*Work to complete:* An exact copy of the lines from the one containing "Target: wood plank" through the last line below is required; include both of those lines and no others.
------------------------------------------------------------------------
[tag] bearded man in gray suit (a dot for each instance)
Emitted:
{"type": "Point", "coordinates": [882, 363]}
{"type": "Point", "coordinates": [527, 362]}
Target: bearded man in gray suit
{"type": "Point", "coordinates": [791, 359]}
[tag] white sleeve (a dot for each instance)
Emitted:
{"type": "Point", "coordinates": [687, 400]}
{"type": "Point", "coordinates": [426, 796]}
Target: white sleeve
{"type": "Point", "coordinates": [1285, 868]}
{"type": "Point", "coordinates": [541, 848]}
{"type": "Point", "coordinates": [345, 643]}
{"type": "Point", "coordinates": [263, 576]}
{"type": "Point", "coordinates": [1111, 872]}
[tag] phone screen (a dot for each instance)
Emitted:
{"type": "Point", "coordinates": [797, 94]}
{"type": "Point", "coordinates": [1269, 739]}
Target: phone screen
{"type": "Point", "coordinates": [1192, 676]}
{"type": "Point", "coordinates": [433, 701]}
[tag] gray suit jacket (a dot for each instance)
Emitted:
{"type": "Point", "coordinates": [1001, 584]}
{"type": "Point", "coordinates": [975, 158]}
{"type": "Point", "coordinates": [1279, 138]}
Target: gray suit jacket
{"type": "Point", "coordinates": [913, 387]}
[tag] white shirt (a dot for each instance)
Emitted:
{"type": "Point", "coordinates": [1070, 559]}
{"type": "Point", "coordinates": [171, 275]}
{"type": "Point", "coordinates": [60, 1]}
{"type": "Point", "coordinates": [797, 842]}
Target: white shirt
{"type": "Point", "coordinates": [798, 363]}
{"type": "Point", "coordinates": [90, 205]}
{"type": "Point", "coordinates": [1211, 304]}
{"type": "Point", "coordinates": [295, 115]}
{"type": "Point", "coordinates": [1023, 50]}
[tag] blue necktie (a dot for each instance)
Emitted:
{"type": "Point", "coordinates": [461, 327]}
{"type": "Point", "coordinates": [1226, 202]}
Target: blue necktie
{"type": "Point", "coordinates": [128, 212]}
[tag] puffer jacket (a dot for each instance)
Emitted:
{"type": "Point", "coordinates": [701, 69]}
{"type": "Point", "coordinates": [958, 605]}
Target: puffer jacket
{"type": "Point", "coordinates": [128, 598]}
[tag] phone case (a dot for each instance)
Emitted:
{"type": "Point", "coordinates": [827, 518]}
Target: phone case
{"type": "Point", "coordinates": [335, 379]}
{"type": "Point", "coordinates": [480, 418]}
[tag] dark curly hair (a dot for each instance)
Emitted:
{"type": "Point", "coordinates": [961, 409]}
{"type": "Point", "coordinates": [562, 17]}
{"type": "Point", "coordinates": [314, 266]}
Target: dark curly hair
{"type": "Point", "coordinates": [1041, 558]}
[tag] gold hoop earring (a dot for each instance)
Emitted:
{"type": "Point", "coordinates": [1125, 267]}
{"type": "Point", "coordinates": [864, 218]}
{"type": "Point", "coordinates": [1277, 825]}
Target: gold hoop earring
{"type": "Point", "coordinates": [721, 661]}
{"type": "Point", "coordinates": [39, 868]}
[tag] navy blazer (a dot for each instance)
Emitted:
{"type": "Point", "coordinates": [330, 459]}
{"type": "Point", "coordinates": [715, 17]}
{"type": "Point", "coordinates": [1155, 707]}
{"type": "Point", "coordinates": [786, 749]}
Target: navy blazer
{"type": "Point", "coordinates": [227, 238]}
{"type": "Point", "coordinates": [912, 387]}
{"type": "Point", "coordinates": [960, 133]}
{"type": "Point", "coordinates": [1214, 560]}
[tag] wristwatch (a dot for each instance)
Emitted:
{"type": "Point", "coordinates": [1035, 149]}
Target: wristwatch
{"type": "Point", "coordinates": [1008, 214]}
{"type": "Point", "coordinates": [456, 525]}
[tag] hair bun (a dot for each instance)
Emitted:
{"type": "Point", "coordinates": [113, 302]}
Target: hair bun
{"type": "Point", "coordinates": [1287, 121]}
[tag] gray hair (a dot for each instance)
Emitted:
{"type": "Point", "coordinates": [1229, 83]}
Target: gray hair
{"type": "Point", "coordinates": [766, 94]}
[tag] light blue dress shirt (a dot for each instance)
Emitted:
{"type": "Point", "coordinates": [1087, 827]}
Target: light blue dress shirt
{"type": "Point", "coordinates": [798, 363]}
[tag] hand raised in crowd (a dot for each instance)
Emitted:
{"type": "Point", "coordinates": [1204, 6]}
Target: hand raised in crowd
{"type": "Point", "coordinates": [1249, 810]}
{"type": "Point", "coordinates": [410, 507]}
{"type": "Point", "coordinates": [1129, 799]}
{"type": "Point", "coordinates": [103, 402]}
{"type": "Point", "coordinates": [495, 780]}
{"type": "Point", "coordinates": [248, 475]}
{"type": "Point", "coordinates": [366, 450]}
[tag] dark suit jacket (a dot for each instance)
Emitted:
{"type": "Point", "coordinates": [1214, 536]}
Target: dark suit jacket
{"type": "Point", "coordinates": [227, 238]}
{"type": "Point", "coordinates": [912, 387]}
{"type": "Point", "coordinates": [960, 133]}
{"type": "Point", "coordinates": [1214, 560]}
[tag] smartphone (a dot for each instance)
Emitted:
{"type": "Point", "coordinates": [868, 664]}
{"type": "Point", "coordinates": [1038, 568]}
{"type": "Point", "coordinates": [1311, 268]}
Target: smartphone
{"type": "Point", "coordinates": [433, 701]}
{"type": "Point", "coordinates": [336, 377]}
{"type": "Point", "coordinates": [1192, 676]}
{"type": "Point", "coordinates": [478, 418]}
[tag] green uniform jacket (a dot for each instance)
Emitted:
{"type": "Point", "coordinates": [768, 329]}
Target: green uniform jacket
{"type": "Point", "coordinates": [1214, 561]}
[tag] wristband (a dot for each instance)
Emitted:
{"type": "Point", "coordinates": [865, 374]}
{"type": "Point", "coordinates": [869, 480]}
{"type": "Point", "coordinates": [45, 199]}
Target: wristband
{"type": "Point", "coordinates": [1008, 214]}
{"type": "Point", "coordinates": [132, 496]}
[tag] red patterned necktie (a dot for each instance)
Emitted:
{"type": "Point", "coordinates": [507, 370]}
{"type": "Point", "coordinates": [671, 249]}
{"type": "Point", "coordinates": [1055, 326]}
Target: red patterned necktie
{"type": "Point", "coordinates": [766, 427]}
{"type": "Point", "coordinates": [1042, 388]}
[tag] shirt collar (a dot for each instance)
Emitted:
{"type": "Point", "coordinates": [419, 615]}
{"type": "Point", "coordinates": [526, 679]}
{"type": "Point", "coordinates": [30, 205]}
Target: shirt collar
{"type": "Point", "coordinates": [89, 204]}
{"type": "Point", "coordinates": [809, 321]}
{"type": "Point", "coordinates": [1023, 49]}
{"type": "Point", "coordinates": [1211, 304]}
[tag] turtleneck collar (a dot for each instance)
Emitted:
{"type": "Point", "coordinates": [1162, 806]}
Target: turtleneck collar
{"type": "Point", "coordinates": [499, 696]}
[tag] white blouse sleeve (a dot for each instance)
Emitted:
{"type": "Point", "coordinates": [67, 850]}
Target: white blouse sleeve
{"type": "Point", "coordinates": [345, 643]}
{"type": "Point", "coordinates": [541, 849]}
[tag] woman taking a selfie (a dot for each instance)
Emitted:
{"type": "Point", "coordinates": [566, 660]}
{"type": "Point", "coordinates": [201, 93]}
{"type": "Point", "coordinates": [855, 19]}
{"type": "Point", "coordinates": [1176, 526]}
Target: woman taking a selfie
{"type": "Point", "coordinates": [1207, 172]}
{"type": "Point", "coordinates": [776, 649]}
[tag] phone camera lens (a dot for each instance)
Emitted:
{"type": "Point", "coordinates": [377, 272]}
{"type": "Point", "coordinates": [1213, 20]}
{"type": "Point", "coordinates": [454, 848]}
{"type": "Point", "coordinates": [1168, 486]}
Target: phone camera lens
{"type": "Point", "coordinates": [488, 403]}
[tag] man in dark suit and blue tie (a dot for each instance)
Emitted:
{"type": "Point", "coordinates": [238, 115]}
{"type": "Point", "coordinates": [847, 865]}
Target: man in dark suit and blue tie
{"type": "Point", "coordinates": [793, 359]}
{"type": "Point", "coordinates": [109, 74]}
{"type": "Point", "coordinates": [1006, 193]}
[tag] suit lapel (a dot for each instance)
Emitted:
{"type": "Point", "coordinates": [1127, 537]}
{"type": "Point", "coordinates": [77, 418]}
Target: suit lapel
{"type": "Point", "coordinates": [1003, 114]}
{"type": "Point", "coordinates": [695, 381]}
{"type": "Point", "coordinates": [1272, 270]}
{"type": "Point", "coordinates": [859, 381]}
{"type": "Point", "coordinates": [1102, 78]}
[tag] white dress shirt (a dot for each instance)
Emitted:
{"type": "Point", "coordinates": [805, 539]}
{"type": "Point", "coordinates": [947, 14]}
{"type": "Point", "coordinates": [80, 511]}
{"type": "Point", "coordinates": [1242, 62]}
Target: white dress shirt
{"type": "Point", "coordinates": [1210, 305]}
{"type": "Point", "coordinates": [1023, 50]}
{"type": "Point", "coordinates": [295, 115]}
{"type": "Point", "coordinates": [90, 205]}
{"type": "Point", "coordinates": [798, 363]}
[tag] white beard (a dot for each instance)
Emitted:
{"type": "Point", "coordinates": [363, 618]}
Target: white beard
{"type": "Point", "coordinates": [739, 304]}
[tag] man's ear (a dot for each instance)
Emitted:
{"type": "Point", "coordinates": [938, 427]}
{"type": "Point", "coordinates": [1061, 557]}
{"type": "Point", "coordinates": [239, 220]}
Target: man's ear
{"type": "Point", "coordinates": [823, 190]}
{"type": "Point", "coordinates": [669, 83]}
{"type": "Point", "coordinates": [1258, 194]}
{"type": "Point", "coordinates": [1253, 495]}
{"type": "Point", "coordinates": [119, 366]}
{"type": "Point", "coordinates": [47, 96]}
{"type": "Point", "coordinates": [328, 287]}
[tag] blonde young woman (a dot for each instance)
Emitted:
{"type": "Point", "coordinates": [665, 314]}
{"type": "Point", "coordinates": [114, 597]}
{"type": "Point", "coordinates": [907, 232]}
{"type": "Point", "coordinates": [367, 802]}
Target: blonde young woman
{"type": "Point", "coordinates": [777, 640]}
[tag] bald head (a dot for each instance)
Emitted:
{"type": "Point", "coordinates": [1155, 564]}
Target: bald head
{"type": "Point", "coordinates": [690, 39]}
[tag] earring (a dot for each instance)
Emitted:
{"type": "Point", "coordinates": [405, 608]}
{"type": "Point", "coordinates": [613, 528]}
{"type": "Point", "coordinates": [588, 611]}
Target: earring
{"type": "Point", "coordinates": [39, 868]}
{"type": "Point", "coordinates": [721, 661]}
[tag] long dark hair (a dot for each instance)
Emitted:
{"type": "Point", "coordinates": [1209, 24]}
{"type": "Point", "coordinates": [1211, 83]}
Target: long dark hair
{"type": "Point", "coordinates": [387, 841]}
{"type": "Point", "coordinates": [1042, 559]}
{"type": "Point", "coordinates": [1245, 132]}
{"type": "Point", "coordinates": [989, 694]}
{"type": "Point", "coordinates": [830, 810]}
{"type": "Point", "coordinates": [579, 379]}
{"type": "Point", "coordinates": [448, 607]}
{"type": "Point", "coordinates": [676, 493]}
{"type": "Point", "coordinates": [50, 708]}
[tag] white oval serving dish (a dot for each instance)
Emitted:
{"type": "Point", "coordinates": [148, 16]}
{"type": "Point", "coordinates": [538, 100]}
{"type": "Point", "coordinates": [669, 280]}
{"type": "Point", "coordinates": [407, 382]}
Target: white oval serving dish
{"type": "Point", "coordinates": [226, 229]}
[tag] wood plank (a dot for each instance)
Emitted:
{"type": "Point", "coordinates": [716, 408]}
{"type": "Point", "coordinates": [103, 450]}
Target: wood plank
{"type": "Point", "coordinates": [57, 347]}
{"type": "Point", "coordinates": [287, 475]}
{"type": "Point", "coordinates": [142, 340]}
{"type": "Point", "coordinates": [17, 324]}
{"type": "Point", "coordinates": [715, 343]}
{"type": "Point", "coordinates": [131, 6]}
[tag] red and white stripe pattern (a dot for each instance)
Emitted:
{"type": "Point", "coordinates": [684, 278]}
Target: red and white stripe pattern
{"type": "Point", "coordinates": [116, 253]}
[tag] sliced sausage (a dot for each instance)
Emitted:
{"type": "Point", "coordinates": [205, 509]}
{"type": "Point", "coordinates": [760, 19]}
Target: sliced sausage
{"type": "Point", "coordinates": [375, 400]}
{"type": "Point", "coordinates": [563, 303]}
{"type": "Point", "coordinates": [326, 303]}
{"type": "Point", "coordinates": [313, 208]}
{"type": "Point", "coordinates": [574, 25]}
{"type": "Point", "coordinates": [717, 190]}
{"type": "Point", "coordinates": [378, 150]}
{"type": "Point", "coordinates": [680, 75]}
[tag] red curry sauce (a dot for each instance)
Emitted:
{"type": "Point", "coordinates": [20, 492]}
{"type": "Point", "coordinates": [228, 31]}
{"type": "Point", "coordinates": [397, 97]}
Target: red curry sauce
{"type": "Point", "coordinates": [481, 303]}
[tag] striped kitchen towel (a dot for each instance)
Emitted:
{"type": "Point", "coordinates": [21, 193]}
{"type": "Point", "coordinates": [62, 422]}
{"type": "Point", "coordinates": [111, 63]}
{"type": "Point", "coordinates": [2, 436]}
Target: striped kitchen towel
------------------------------------------------------------------------
*Written solution:*
Target: wood plank
{"type": "Point", "coordinates": [57, 347]}
{"type": "Point", "coordinates": [287, 475]}
{"type": "Point", "coordinates": [142, 340]}
{"type": "Point", "coordinates": [17, 324]}
{"type": "Point", "coordinates": [715, 343]}
{"type": "Point", "coordinates": [131, 6]}
[tag] red and white stripe pattern (a dot for each instance)
Emitted:
{"type": "Point", "coordinates": [684, 278]}
Target: red and white stripe pattern
{"type": "Point", "coordinates": [116, 253]}
[tag] sliced sausage (a dot for each instance)
Emitted:
{"type": "Point", "coordinates": [205, 509]}
{"type": "Point", "coordinates": [760, 19]}
Target: sliced sausage
{"type": "Point", "coordinates": [375, 400]}
{"type": "Point", "coordinates": [563, 303]}
{"type": "Point", "coordinates": [326, 303]}
{"type": "Point", "coordinates": [313, 208]}
{"type": "Point", "coordinates": [574, 25]}
{"type": "Point", "coordinates": [717, 190]}
{"type": "Point", "coordinates": [378, 150]}
{"type": "Point", "coordinates": [680, 75]}
[tag] red curry sauce (a dot for each instance)
Emitted:
{"type": "Point", "coordinates": [20, 492]}
{"type": "Point", "coordinates": [228, 31]}
{"type": "Point", "coordinates": [397, 97]}
Target: red curry sauce
{"type": "Point", "coordinates": [481, 303]}
[tag] striped kitchen towel (a dot for each instance)
Emitted:
{"type": "Point", "coordinates": [21, 193]}
{"type": "Point", "coordinates": [62, 422]}
{"type": "Point", "coordinates": [111, 63]}
{"type": "Point", "coordinates": [2, 436]}
Target: striped kitchen towel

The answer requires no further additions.